*PROBLEM STATEMENT*: Reproduce every one of the rows below word for word, keeping their order.

*RECORDS SUPPLIED*:

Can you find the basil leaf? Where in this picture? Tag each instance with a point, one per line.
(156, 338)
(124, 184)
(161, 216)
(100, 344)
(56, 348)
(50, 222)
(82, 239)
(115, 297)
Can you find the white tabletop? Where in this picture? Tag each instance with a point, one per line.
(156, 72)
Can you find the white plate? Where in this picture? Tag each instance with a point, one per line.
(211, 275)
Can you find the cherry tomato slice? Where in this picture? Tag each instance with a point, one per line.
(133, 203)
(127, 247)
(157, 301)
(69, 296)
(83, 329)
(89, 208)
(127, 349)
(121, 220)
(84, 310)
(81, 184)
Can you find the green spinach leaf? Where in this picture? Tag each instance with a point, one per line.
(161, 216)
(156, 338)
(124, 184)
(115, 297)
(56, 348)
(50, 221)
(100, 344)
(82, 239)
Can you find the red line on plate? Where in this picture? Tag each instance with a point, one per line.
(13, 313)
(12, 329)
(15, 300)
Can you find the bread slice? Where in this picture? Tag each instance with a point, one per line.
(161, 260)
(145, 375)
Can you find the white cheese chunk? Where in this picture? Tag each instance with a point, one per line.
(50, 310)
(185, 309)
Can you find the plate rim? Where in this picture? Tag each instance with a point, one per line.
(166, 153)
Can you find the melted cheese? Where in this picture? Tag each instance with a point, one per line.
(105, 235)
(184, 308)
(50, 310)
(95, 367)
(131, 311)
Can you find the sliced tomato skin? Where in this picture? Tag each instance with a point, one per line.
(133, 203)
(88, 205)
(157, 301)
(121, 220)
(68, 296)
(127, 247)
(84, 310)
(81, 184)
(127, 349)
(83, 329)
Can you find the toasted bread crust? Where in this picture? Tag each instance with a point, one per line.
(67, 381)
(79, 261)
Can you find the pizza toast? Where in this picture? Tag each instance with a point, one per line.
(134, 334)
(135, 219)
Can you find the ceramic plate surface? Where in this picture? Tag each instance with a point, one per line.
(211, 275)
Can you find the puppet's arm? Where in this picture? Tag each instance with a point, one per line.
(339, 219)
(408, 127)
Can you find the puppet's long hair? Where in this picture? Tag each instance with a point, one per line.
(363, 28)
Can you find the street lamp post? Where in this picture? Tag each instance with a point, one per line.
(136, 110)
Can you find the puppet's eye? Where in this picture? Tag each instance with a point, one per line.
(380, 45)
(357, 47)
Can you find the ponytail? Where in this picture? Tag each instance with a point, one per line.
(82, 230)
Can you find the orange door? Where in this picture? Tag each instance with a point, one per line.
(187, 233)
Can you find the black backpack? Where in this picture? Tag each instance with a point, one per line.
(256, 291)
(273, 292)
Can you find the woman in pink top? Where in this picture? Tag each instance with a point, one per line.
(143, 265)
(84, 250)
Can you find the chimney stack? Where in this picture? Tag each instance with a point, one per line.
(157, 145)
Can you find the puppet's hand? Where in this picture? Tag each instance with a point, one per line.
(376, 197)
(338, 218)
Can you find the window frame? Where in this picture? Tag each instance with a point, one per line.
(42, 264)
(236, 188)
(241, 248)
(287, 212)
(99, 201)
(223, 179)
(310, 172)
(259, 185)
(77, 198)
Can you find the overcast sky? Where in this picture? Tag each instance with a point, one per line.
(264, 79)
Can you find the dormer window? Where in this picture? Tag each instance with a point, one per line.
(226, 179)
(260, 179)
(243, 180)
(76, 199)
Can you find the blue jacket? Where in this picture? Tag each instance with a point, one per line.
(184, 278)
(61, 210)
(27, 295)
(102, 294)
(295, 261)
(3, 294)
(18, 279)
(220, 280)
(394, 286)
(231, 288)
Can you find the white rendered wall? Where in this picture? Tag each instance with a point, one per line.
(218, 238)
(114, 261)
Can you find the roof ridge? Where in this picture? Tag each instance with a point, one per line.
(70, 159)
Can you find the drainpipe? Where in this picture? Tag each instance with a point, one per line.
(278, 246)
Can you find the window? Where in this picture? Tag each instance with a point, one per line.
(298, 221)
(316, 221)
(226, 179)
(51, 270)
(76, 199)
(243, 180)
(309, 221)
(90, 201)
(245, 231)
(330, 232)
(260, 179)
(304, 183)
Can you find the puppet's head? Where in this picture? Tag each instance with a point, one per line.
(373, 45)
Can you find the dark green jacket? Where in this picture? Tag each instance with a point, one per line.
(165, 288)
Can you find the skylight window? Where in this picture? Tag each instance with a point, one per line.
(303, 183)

*PROBLEM SOLUTION*:
Can you find the basil leaf? Where in this picture? Tag each instance with a point, one per line.
(156, 338)
(124, 184)
(161, 216)
(100, 344)
(56, 348)
(50, 222)
(82, 239)
(115, 297)
Can you find the white tabletop? Where in this picture? Tag each instance with a point, one per line.
(156, 72)
Can you find the white plate? Where in this picture? Tag each instance with a point, one per line.
(211, 275)
Can you find the cherry tomato slice? Where in this picture? Tag each instance with a point, one per line.
(133, 203)
(127, 247)
(157, 301)
(69, 296)
(83, 329)
(89, 208)
(127, 349)
(121, 220)
(84, 310)
(81, 184)
Can you find the green spinach leaf? Where in this picture? Tag each instance with a point, one per line.
(161, 216)
(156, 338)
(124, 184)
(115, 297)
(56, 348)
(50, 221)
(100, 344)
(82, 239)
Can you find the red line on plate? Where in this picture? Tag each instance with a point, one per line.
(13, 313)
(12, 329)
(15, 300)
Can you find the bread slice? Where in this picture? Tag each instance with a point, one per line.
(161, 260)
(145, 375)
Can you find the white cheese chunk? Where in this picture? Tag each instance with a point, one per line.
(50, 310)
(185, 309)
Can you find the plate rim? Where in this picture? Tag each instance with a point, one per line.
(166, 153)
Can you find the melted cheese? Where in this picture? Tag each instance with a point, one per line.
(105, 235)
(184, 308)
(50, 310)
(95, 367)
(131, 311)
Can you find the sliced tomato skin? Where in this picture? Tag each instance with a point, one per line.
(133, 203)
(88, 205)
(157, 301)
(121, 220)
(68, 296)
(127, 247)
(84, 310)
(81, 184)
(127, 349)
(83, 329)
Can you find the toasted bread crust? Where in this picture? Tag each instance with a point, one per line.
(67, 381)
(79, 261)
Can you find the pizza toast? Where in this picture? Tag each instance with a point, one per line.
(134, 334)
(135, 219)
Can you find the ceramic plate surface? Where in this picture? Tag each instance with a point, one per line.
(211, 275)
Can you find the puppet's arm? Where in this picture? Tag each instance with a point, one per line.
(339, 219)
(408, 127)
Can you find the puppet's long hair? Where in this picture? Tag each instance with a point, one per line.
(363, 28)
Can you find the street lamp post? Where in this picture? Tag each instance with a point, one per line.
(136, 110)
Can you find the puppet's eye? Where in this picture? Tag each instance with a point, one per line.
(380, 45)
(357, 47)
Can you find the ponytail? Where in this picture? Tag each instance with a point, one per line.
(82, 230)
Can you find the orange door? Where in this picture? Tag each instance with a point, one per line.
(187, 233)
Can you find the black backpack? Where in this picture? Tag each instance with a point, one per line.
(256, 291)
(273, 292)
Can you find the woman in pink top? Where in this picture? Tag each instance with a point, one per line.
(143, 265)
(84, 250)
Can you find the chimney stack? Where in this picture? Tag each instance with a point, one per line.
(157, 145)
Can you find the puppet's hand? Where in this picture? Tag each instance with a point, one per line.
(376, 197)
(338, 218)
Can you find the window frame? Where in this picture? Tag each instance with a point, one per line.
(42, 264)
(236, 188)
(241, 248)
(287, 212)
(99, 201)
(223, 179)
(310, 172)
(259, 185)
(77, 198)
Can you find the overcast sky? Where in this picture? Tag each instance with a point, one per line.
(264, 79)
Can you find the dormer window? Where in this picture? Tag each instance with a point, one per line.
(226, 179)
(260, 179)
(243, 180)
(76, 199)
Can you find the blue jacket? Where in this picture? Tag each instance with a point, one per line.
(184, 278)
(61, 210)
(27, 295)
(102, 294)
(295, 261)
(3, 294)
(18, 279)
(220, 280)
(394, 286)
(231, 288)
Can you find the white rendered wall? Where in this picture? Tag each instance with a point, one per line.
(218, 238)
(114, 261)
Can you find the roof ridge? Where in this picture? Tag each instance with a point, one per line.
(70, 159)
Can you find the drainpipe? Where in this picture? Tag each instance with a point, one per line.
(278, 246)
Can you find the window? Where in this picture? Tag each instance with a point, one per line.
(298, 221)
(316, 221)
(226, 179)
(51, 270)
(76, 199)
(243, 180)
(309, 221)
(90, 201)
(245, 231)
(330, 232)
(260, 179)
(304, 183)
Can you find the puppet's head? Where in this picture? Tag each instance with a point, one per line.
(373, 45)
Can you find the dark green jacket? Where in this picture? Tag each instance with a point, one per line.
(165, 288)
Can you find the skylight window? Where in this picture? Tag each instance with a point, one per line.
(303, 183)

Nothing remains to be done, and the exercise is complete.